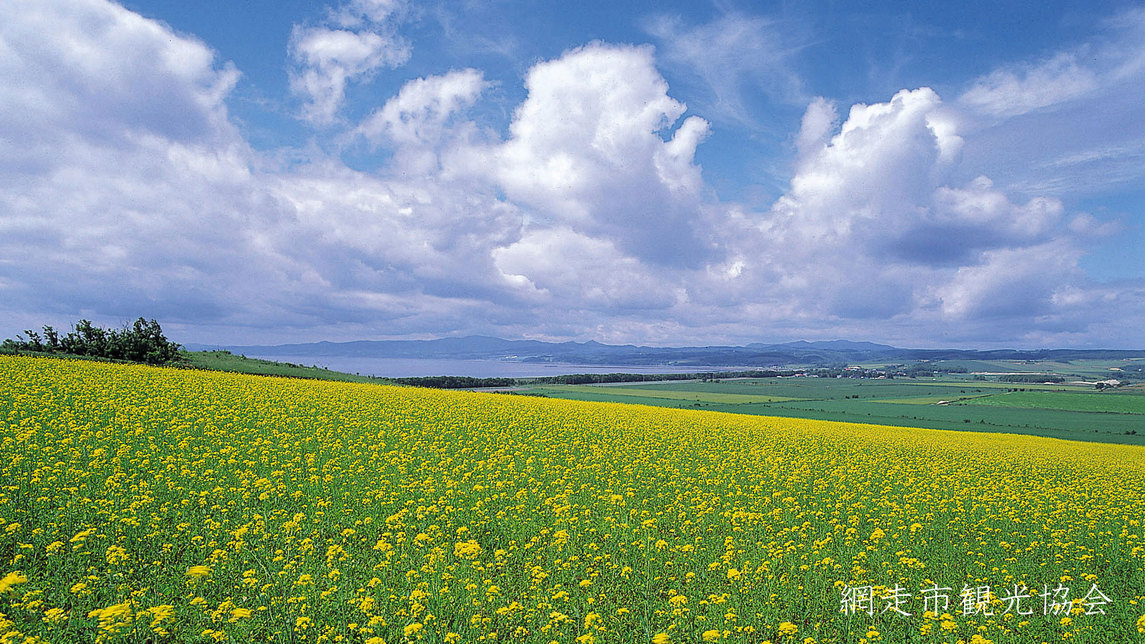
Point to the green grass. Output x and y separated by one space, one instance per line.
1111 401
227 361
671 393
905 403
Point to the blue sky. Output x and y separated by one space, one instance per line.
665 173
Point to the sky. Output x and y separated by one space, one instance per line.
661 173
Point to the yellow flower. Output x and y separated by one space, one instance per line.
197 572
12 579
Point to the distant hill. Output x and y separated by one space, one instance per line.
756 354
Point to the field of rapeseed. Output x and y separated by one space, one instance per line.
145 504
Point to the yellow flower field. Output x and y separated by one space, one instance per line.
145 504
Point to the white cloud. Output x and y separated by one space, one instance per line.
326 59
562 266
424 117
732 56
1011 92
586 151
125 189
1067 124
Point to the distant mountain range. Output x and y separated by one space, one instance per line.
757 354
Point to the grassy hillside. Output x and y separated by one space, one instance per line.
227 361
1065 411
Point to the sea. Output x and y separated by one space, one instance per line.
411 368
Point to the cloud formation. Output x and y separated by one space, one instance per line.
127 190
362 39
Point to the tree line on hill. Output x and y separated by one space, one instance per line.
141 342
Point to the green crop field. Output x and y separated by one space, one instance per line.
172 505
953 402
1112 401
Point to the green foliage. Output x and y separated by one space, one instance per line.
141 342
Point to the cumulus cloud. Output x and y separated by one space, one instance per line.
326 59
126 190
424 117
587 150
123 174
873 227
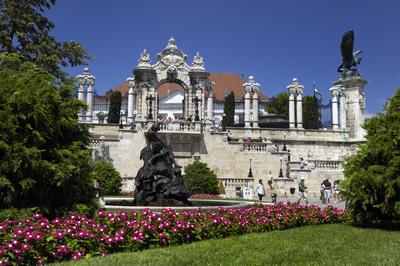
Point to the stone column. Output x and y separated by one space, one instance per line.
247 110
255 109
81 81
89 99
291 110
130 99
299 103
139 107
210 115
335 112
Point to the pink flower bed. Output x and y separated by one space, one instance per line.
204 196
37 240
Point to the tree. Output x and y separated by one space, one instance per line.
25 31
200 179
114 111
109 178
372 185
279 104
311 113
229 110
45 161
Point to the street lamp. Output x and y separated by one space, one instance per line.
280 170
250 171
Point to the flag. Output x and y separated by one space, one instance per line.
317 94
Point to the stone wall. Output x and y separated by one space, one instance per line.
323 152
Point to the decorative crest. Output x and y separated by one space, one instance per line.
198 63
144 60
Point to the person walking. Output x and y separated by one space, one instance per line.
260 190
302 191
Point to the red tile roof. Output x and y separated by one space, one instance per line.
224 83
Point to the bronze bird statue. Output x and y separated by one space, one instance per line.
349 58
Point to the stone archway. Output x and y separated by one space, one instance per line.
171 67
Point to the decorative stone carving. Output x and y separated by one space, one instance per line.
198 64
171 56
144 60
159 181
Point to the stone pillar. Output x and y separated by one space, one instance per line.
210 102
255 109
299 103
335 112
291 110
144 103
343 124
131 83
89 99
352 88
251 87
80 95
247 110
295 88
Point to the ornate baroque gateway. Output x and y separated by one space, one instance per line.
187 103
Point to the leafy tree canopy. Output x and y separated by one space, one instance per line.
372 185
25 31
43 149
200 179
279 104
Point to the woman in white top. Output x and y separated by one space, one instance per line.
260 190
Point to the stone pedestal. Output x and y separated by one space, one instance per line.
353 105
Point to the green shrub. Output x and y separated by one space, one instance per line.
17 214
109 178
45 160
372 185
200 179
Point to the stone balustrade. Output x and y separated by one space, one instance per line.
181 126
326 164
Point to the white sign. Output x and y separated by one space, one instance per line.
247 193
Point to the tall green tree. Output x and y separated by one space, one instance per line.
279 104
114 110
229 110
45 161
25 31
200 179
311 113
372 185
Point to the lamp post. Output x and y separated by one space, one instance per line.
280 170
250 171
150 99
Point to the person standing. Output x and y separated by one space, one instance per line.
327 190
260 190
302 191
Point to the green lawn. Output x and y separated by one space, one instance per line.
335 244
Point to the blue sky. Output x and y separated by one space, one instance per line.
272 40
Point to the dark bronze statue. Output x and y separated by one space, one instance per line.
159 181
349 58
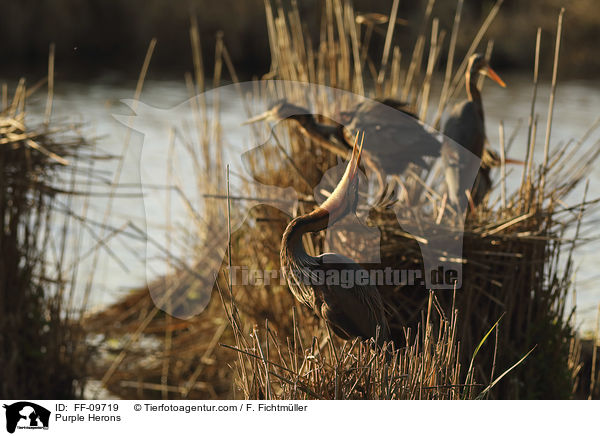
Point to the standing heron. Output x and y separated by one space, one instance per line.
400 137
351 311
466 127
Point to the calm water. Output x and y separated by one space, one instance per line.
577 107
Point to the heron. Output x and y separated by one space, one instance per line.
465 126
350 311
400 137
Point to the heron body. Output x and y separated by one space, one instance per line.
466 127
398 137
351 311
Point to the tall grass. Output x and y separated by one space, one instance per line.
518 255
42 348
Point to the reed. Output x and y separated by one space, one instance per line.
42 350
518 257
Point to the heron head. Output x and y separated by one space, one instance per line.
491 159
280 110
478 64
344 197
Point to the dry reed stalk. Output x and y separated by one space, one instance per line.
514 264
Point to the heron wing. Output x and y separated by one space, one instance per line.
394 137
465 127
352 309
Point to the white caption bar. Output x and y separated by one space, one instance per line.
369 418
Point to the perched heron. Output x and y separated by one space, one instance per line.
465 125
350 311
399 137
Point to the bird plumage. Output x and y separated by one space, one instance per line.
351 311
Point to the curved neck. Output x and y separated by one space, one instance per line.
291 243
323 134
473 93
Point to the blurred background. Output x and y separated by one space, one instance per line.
98 36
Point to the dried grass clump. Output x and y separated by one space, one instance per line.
518 262
42 353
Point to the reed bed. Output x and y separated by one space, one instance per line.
507 333
42 349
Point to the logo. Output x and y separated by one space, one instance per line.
26 415
425 172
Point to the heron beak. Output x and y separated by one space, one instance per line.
492 75
337 201
261 117
356 155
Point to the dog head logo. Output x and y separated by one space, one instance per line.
26 415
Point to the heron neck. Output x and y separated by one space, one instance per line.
473 93
291 244
323 134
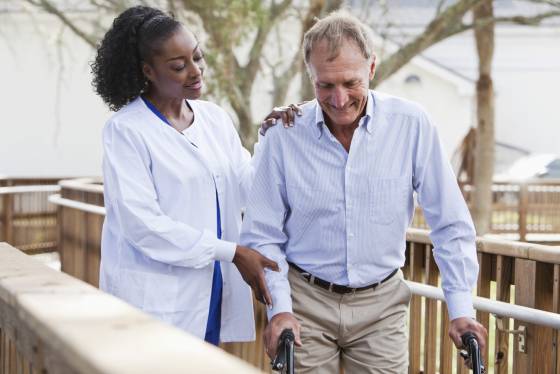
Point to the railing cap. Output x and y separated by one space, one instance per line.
92 332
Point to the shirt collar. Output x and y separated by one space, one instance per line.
365 121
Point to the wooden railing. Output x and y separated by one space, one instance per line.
27 220
53 323
528 211
513 272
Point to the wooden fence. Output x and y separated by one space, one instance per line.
27 220
517 273
53 323
528 211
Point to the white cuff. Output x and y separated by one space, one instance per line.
281 302
459 304
224 251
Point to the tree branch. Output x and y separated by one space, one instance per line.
440 29
49 8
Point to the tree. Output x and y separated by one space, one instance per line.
484 148
250 25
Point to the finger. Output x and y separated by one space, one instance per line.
291 116
264 290
296 109
456 340
266 124
271 265
285 119
297 337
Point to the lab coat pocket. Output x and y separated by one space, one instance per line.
151 292
388 197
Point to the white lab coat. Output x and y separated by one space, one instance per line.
159 236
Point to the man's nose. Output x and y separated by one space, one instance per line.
339 98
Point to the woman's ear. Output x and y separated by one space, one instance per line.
148 71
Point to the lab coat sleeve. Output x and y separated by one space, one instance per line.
131 197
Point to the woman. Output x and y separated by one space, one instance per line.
175 176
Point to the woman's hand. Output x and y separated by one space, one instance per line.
285 113
251 264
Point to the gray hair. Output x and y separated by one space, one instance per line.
336 28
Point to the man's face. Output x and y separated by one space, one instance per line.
341 85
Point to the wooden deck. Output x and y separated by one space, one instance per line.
54 323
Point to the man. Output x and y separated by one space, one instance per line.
331 201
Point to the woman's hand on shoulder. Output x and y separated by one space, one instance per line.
285 113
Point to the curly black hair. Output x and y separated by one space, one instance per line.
133 38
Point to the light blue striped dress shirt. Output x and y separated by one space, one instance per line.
342 216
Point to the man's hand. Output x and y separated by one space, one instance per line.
275 326
251 264
461 325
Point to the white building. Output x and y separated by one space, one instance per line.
52 119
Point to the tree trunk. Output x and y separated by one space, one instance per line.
484 161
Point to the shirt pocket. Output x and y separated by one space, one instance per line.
388 198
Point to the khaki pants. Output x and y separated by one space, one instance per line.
364 332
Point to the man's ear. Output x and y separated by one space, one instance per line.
372 69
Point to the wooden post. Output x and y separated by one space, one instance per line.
556 309
503 282
523 203
533 288
483 290
416 264
7 219
430 310
446 352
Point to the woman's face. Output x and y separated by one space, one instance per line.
176 71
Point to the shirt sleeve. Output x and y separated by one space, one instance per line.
____________
- **Task brief**: Copy out all of the records with "one instance per line" swapped for "one point per line" everywhere it appears, changing nothing else, and leave the pictures out.

- **Answer below**:
Point to the green grass. Output x and y separated by one space, one point per line.
1111 401
227 361
671 393
905 403
Point to the blue sky. Output x and y separated by one space, one point per line.
665 173
Point to the sky. Output x and y separated by one space, one point per line.
661 173
Point to the yellow flower. Output x and y separated by one space, one point per line.
197 572
12 579
Point to the distant hill. Output x and y separated by one space, one point per line.
756 354
Point to the field of rapeseed. Output x and y separated by one space, one point per line.
145 504
Point to the yellow flower field. Output x and y separated by one space, one point per line.
145 504
Point to the white cloud. Output x and y separated by one space, one point per line.
326 59
562 266
424 117
732 56
1011 92
586 151
125 189
1067 124
Point to the distant mountain range. Output x and y separated by one space, one point per line.
757 354
Point to the grassy hillside. Output x and y separated by one space, one point per line.
227 361
1065 411
Point to the sea. Output x and y separated by one space, one point per line.
411 368
Point to the cloud formation. Output x and y separated by one space, one point per line.
127 190
362 39
Point to the tree line on hill. Output x and y separated by one space, one point per line.
141 342
Point to the green crop field. Output x and y separated by one space, one point per line.
172 505
953 402
1112 401
Point to the green foliage. Output x and y separated by one space, one point per line.
141 342
Point to the cumulus cloud. Output x and y separated by one space, one point per line.
326 59
126 190
424 117
587 150
123 174
873 227
Point to the stone column. Output x and y separated by one space, one point per line.
247 110
255 109
81 81
89 99
291 110
130 99
299 103
139 107
210 115
335 112
Point to the pink flower bed. Output x and y separated by one space, one point per line.
204 196
37 240
Point to the tree. Output x and y separated by one space, one point per line.
25 31
200 179
114 111
109 178
372 185
279 104
311 113
229 110
45 161
Point to the street lamp. Output x and y separated by one space, one point per line.
280 170
250 171
Point to the flag. Output x and y separated by one space, one point per line.
317 94
Point to the stone wall. Output x and y separated by one space, one point per line.
323 152
Point to the decorative crest. Output x and y separated by one space, one point per line.
198 63
144 60
Point to the person walking. Output x and y separated by one space, one point per line.
260 190
302 191
Point to the red tile roof. Output x and y separated by one space, one point per line.
224 83
Point to the bronze bird statue. Output x and y separated by one space, one point per line.
349 58
Point to the stone archway. Output x and y separated by one space, one point per line.
171 67
Point to the decorative stone carving. Output x and y separated by one space, one point per line.
198 64
171 56
144 60
159 181
Point to the stone pillar. Output x and y separated by one space, one point per line.
210 102
255 109
299 103
335 112
291 110
144 103
343 124
131 83
89 99
352 88
251 87
80 95
247 110
295 88
Point to the ornate baroque gateway. Output x and y separated by one space, one point per line.
187 103
Point to the leafy tree canopy. Output x and y separated by one space, one point per line.
372 185
25 31
43 149
200 179
279 104
Point to the woman in white top. Output x and y separated by one space, one point per line.
260 190
Point to the stone pedestal. Output x and y separated by one space, one point per line.
353 105
Point to the green shrub. Output x and y separated by one space, one point per line.
17 214
109 178
45 160
372 185
200 179
Point to the stone balustrade. Output x and y separated by one space, one point per line.
181 126
326 164
Point to the white sign. Output x and y separated by one space, one point per line.
247 193
Point to the tall green tree. Output x and y separated by one space, one point per line.
279 104
114 110
229 110
45 161
25 31
200 179
311 113
372 185
Point to the lamp post. Output x and y separated by one space, one point per line.
280 170
250 171
150 99
Point to the person standing. Output x and y separated by one space, one point per line.
327 190
260 190
302 191
Point to the green lawn. Output x and y separated by one space, one point per line.
335 244
Point to the blue sky. Output x and y separated by one space, one point per line.
272 40
Point to the dark bronze statue. Output x and y separated by one space, one point per line.
159 181
349 58
Point to the standing heron. Output x and y separated by one space, one point per line.
400 137
351 311
466 127
Point to the calm water. Output x and y separated by one space, one point per line.
577 107
Point to the heron. Output x and y separated by one space, one point per line.
465 126
350 311
400 137
Point to the heron body. Output x and y separated by one space, one point per line.
466 127
398 137
351 311
Point to the tall grass. Output x and y separated by one space, one point per line.
518 255
42 348
Point to the reed. Output x and y separated by one space, one point per line.
42 350
518 257
Point to the heron head. Output x and y separated by one space, one point per line.
491 159
280 110
478 64
344 197
Point to the dry reed stalk. Output x and y separated by one space, one point per line.
514 264
Point to the heron wing. Output x and y separated by one space, one point per line.
394 137
465 127
352 309
Point to the white caption bar. Output x and y separated by one space, one point per line.
369 418
Point to the perched heron. Output x and y separated by one space, one point per line.
465 125
350 311
399 137
Point to the bird plumage. Output x and y separated by one space, one point per line.
351 311
Point to the curved neck. Output x and y separated by one space, one point per line.
291 243
323 134
473 93
Point to the blurred background. Output x and y separated by one space, one point per line.
98 36
Point to the dried grass clump. Output x and y separated by one space, one point per line.
518 262
42 353
Point to the reed bed. Output x and y separated by one space, one point per line.
507 333
42 349
Point to the logo. Output x and y separated by one space, one point per line.
26 415
425 172
Point to the heron beak. Output x and y separated by one space, one point per line.
492 75
337 201
261 117
356 155
Point to the dog head logo. Output x and y separated by one space, one point per line.
26 415
Point to the heron neck. Output x and y separated by one space, one point per line.
473 93
291 244
323 134
Point to the railing cap. Output x and y separated by one space, one point per line.
92 332
Point to the shirt collar. Output x and y separated by one space, one point per line.
365 121
Point to the wooden railing. Output x and y separated by one space, one point per line.
27 220
53 323
528 211
513 272
Point to the wooden fence. Output x and y separated by one space, one point per line.
27 220
517 273
53 323
528 211
Point to the white cuff. Output x and y separated by one space, one point per line.
281 302
459 304
224 251
Point to the tree branch. Output x and y separated by one space, one point per line.
440 29
49 8
Point to the tree. Output x and y separated by one space, one point per line.
484 148
250 25
Point to the finger. Output x and y separated by one space, one point per line.
291 116
264 290
296 109
456 340
266 124
271 265
285 119
297 337
Point to the lab coat pocket. Output x and y separated by one space, one point per line.
151 292
388 197
Point to the white lab coat. Output x and y separated by one space, one point per line.
159 236
Point to the man's nose. Output x and y separated by one space, one point per line.
339 98
Point to the woman's ear. Output x and y separated by one space, one point per line.
148 71
Point to the lab coat sleeve. Output x and y separated by one space, one point per line.
131 197
Point to the woman. Output x and y separated by one space, one point per line.
175 176
Point to the woman's hand. Output x and y separated by one space, one point per line.
285 113
251 264
Point to the gray hair. Output x and y separated by one space, one point per line.
336 28
Point to the man's face. Output x and y separated by one space, one point per line.
341 85
Point to the wooden deck. Output x and y separated by one space, one point per line.
54 323
Point to the man. Output x and y separated by one space, one point per line.
331 201
Point to the woman's hand on shoulder. Output x and y separated by one space, one point per line.
285 113
Point to the curly black hair. Output x and y separated by one space, one point per line.
133 38
Point to the light blue striped dress shirt. Output x and y separated by one space, one point per line.
342 216
Point to the man's hand. Output x and y separated by one space, one point per line.
275 326
251 264
461 325
Point to the white building. Output x and y separated by one space, one point per line.
52 119
Point to the tree trunk. Output x and y separated by one space, one point per line.
484 161
Point to the shirt pocket. Output x and y separated by one space, one point per line.
388 198
Point to the khaki pants. Output x and y separated by one space, one point per line.
364 332
Point to the man's ear. Output x and y separated by one space, one point per line.
372 69
Point to the wooden post. Output x and y separated by one space, one point per line.
556 309
503 282
523 203
533 288
483 290
416 264
7 219
430 310
446 352
Point to the woman's face. Output x and y separated by one space, one point per line.
176 71
Point to the shirt sleeve. Output x and y separated by one space, one point per line.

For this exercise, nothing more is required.